### [Your task]
Repeat the lines in the records below word for word, from the line with "Task: locate the man's ear" to the line with "column 1144, row 206", both ends included.

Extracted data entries

● ● ● ● ●

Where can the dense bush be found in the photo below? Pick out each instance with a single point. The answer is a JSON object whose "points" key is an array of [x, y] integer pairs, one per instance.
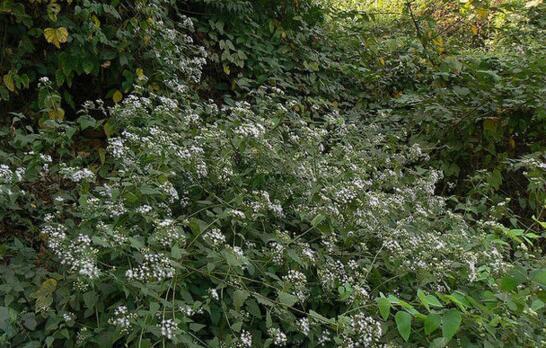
{"points": [[281, 186]]}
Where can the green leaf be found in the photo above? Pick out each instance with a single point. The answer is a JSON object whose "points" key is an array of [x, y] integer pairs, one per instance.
{"points": [[287, 299], [29, 321], [239, 297], [451, 321], [384, 307], [432, 323], [428, 300], [320, 317], [403, 324]]}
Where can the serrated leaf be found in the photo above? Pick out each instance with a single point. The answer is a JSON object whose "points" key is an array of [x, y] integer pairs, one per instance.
{"points": [[451, 321], [403, 324], [56, 36], [239, 297], [56, 114], [287, 299], [432, 323]]}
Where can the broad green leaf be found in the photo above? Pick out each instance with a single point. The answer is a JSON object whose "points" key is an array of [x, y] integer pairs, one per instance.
{"points": [[56, 36], [451, 321], [432, 323], [287, 299], [239, 297], [403, 324]]}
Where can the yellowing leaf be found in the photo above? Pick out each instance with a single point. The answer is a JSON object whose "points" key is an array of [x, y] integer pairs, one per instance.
{"points": [[117, 96], [56, 36], [8, 81]]}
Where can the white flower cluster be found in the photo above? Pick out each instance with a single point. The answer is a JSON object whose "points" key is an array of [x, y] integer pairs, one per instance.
{"points": [[262, 204], [245, 340], [215, 237], [154, 267], [167, 233], [78, 254], [6, 175], [122, 318], [279, 338], [362, 331], [297, 282], [168, 328], [304, 326], [77, 175]]}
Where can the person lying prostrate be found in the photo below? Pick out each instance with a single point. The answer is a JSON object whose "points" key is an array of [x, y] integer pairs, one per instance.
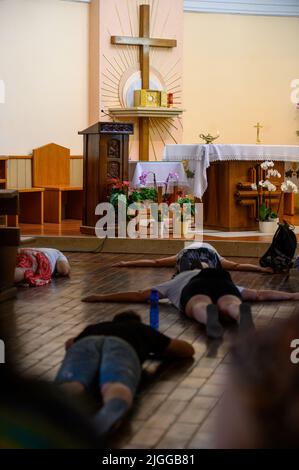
{"points": [[202, 294], [36, 266], [190, 257]]}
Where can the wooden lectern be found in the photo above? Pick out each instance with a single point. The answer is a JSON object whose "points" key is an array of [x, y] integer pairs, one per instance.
{"points": [[106, 156]]}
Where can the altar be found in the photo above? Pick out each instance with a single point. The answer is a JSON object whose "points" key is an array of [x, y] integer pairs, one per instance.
{"points": [[222, 176]]}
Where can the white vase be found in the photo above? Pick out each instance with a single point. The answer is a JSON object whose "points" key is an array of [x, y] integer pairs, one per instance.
{"points": [[268, 226]]}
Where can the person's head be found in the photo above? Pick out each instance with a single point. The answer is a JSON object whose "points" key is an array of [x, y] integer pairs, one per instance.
{"points": [[128, 315], [262, 400]]}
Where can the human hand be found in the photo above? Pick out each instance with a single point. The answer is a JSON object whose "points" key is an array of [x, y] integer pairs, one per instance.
{"points": [[267, 270], [119, 264], [91, 298]]}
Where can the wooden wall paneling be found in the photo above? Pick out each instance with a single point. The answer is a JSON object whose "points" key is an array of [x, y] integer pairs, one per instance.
{"points": [[51, 166], [28, 173], [52, 206], [92, 169], [31, 207], [12, 180], [21, 174], [76, 172]]}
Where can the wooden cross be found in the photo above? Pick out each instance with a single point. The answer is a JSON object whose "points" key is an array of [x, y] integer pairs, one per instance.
{"points": [[145, 42], [258, 127]]}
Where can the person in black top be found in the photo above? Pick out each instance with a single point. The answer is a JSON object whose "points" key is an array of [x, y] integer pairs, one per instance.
{"points": [[109, 355]]}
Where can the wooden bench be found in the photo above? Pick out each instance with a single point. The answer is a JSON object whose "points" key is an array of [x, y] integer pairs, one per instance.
{"points": [[31, 200], [51, 171]]}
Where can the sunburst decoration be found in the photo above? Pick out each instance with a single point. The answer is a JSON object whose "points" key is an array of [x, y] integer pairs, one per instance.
{"points": [[126, 59]]}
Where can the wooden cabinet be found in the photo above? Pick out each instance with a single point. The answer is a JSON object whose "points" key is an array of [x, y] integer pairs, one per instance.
{"points": [[106, 156], [3, 172]]}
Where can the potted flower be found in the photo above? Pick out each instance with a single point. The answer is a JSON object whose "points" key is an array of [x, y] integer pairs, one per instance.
{"points": [[268, 218], [289, 189], [181, 216]]}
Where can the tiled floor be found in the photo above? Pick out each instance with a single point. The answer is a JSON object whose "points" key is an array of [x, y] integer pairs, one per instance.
{"points": [[177, 403]]}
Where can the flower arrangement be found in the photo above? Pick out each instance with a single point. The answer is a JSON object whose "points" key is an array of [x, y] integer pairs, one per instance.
{"points": [[265, 185], [265, 212]]}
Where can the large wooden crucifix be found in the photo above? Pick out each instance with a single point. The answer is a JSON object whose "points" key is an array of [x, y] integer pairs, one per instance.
{"points": [[145, 42]]}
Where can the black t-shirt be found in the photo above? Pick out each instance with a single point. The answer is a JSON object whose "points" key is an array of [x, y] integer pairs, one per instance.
{"points": [[145, 340]]}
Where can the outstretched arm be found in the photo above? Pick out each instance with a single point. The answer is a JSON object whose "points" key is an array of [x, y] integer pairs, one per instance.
{"points": [[143, 263], [251, 295], [134, 297], [232, 266], [179, 348]]}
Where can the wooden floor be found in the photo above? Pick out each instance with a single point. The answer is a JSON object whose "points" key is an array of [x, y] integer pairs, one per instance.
{"points": [[72, 228], [176, 408]]}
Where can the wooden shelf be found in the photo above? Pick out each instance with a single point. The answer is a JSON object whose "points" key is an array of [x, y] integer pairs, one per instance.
{"points": [[146, 112]]}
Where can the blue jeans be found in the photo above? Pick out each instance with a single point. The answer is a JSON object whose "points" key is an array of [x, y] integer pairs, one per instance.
{"points": [[96, 360]]}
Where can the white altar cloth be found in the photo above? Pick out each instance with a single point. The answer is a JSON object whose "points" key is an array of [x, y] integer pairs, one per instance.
{"points": [[161, 170], [200, 156]]}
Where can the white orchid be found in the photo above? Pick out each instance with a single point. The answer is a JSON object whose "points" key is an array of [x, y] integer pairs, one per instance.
{"points": [[267, 185], [273, 173], [266, 165], [289, 187]]}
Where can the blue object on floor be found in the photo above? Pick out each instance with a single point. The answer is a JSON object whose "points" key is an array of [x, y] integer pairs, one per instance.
{"points": [[154, 309]]}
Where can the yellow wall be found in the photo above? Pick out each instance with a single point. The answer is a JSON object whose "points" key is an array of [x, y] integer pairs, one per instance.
{"points": [[237, 71], [44, 63]]}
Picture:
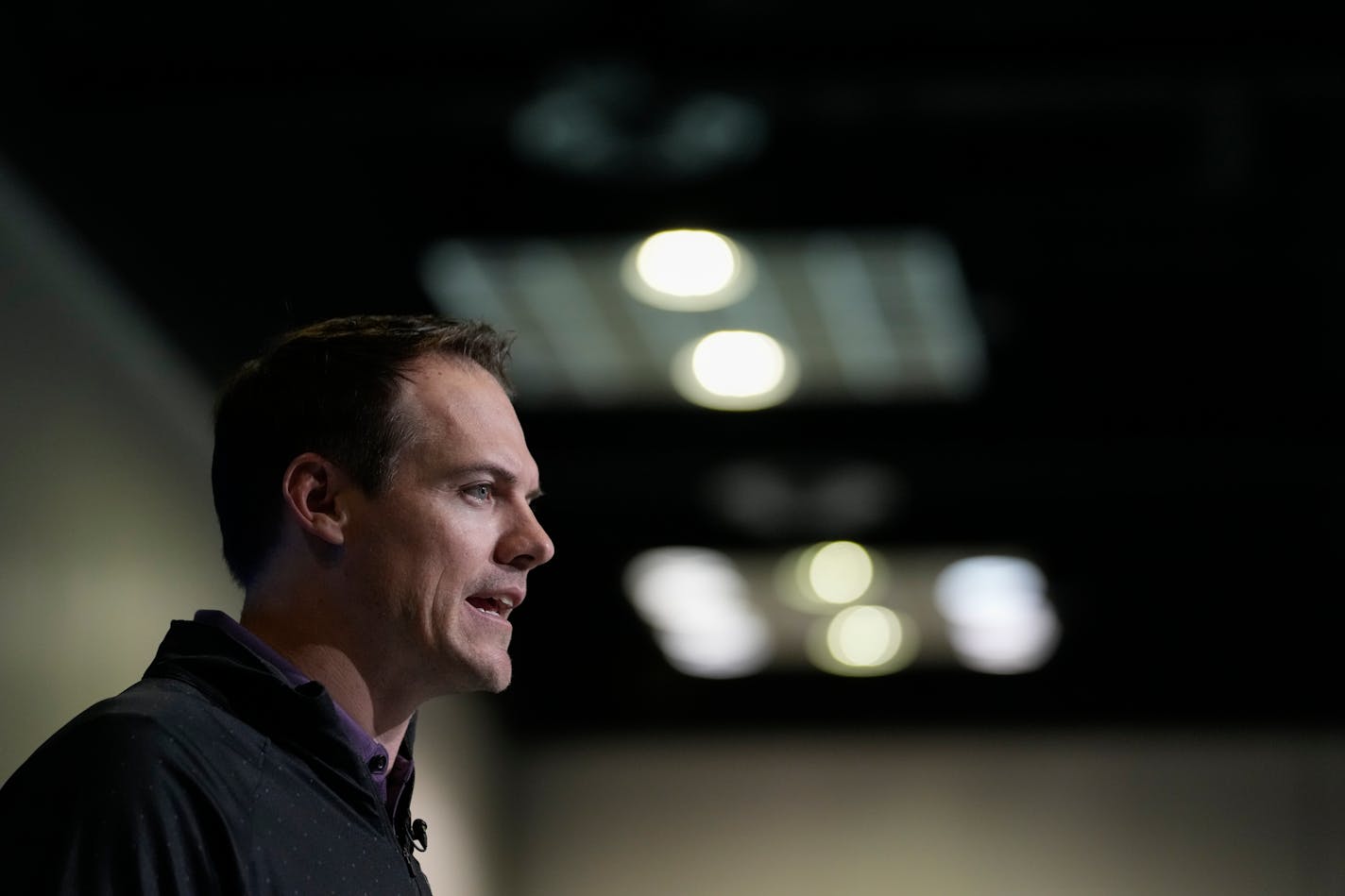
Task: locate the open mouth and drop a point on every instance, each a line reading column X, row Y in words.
column 491, row 605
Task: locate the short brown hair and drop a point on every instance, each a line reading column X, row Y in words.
column 330, row 388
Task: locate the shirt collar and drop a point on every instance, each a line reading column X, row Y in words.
column 368, row 750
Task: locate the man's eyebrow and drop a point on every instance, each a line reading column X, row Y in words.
column 495, row 472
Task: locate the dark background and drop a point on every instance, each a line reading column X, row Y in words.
column 1146, row 206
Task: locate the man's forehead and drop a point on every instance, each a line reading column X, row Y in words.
column 462, row 411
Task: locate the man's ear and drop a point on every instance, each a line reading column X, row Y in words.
column 315, row 497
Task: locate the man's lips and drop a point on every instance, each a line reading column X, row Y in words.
column 497, row 603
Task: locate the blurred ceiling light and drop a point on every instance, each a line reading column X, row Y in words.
column 873, row 316
column 735, row 370
column 688, row 271
column 695, row 601
column 863, row 640
column 996, row 611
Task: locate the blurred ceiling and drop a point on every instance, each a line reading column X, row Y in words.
column 1144, row 206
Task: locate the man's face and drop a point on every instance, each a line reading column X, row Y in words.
column 443, row 553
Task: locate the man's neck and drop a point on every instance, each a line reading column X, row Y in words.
column 381, row 718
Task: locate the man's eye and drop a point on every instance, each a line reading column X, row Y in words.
column 482, row 491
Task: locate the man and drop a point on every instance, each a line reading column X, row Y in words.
column 374, row 494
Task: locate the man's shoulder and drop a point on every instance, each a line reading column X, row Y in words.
column 149, row 730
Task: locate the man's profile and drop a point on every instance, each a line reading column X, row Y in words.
column 374, row 494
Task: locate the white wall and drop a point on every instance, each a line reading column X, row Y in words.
column 108, row 529
column 926, row 814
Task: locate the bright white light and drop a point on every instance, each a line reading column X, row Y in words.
column 863, row 635
column 739, row 363
column 1008, row 650
column 735, row 370
column 688, row 271
column 863, row 640
column 736, row 649
column 998, row 617
column 840, row 572
column 697, row 603
column 686, row 262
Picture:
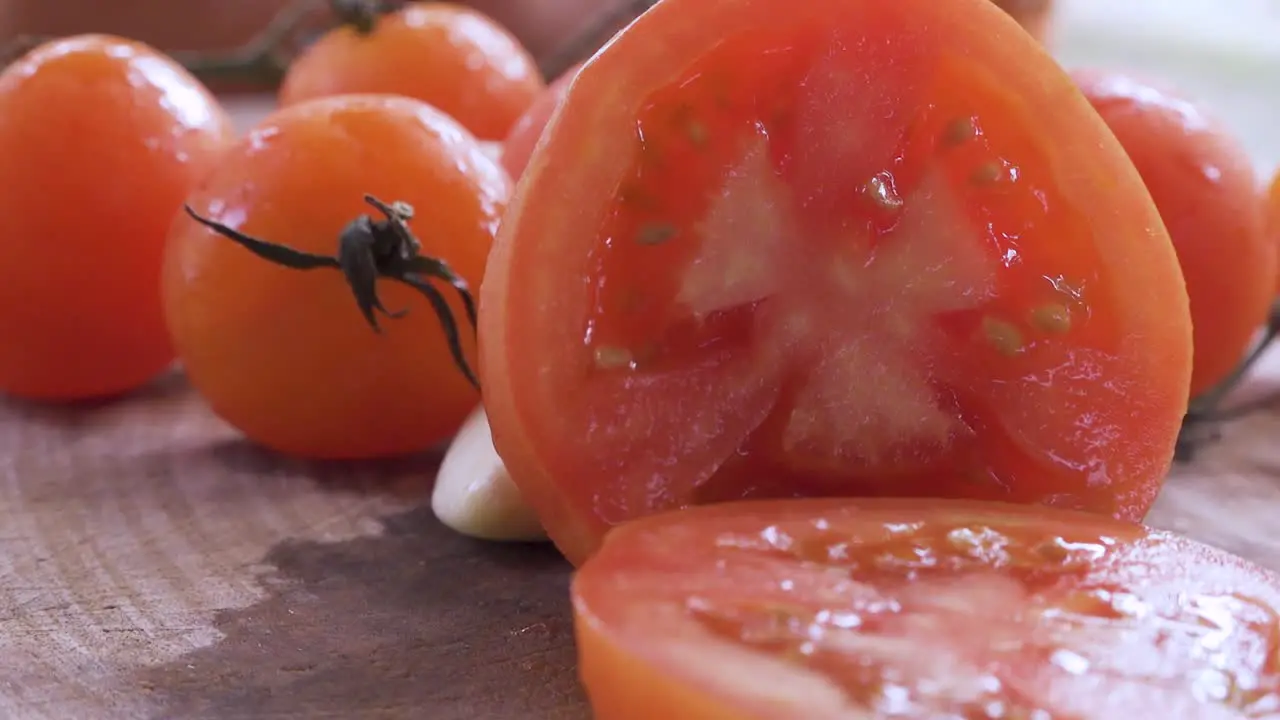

● ● ● ● ●

### [Answer]
Task: locate the man's ear and drop a point on every instance, each a line reading column X, row Y in words.
column 315, row 497
Task: locate the man's lips and drop a point on every instance, each a line reading column X, row Y in words.
column 497, row 603
Task: locate the blurred ceiling light and drop a point on every instance, each a line reading column X, row Y in words.
column 873, row 316
column 735, row 370
column 688, row 271
column 695, row 601
column 863, row 640
column 996, row 611
Task: locate the blurred ceiling and drop a point on every instance, each a line reading column X, row Y in words.
column 1144, row 206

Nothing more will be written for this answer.